start Dataset records
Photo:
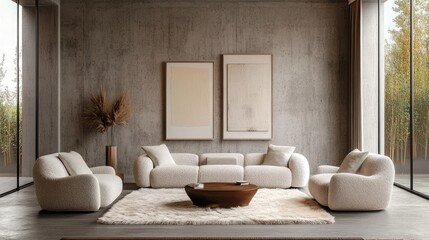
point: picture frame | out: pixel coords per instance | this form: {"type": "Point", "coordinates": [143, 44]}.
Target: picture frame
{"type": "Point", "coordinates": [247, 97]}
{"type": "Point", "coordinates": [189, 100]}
end Dataset records
start Dataset records
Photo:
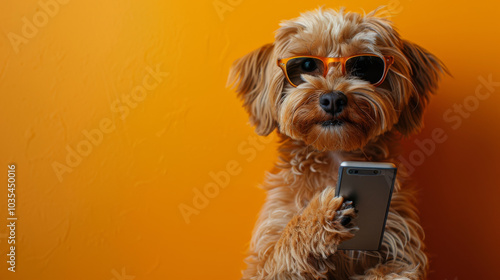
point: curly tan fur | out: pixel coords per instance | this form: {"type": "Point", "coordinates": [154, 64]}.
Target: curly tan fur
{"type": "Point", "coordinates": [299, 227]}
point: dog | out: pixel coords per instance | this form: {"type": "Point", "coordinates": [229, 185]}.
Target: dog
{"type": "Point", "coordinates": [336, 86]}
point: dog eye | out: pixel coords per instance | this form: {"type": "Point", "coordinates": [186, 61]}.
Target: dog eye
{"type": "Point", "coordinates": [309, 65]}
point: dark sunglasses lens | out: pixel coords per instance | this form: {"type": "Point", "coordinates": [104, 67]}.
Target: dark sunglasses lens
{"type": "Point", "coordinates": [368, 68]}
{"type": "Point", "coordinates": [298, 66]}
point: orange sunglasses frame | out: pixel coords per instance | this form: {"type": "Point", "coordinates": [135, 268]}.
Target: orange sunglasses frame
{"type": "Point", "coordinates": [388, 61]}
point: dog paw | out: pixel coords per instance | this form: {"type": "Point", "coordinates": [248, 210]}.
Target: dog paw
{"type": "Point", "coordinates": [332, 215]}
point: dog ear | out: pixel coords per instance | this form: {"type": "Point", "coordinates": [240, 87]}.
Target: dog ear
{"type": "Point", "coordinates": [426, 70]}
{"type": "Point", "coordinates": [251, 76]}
end Dataset records
start Dataset records
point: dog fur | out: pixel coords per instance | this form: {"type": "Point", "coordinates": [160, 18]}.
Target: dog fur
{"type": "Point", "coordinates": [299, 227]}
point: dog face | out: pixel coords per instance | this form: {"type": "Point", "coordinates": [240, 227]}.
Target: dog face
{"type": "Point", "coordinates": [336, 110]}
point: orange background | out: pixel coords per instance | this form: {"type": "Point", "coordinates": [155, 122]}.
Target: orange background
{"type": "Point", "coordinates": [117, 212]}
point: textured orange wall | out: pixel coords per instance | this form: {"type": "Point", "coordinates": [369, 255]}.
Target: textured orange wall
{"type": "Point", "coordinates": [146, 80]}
end Dataset records
How many lines in the material contain the word "Target"? Reply with the number alone.

12